+++ Records for the task

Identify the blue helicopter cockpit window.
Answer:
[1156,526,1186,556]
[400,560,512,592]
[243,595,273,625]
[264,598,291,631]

++++++

▶ [Stated exercise] Please repeat each of the rows above verbatim, line for line.

▶ [Exercise result]
Identify the blue helicopter cockpit window.
Answer:
[1156,526,1186,556]
[400,560,512,592]
[243,595,273,625]
[264,598,291,631]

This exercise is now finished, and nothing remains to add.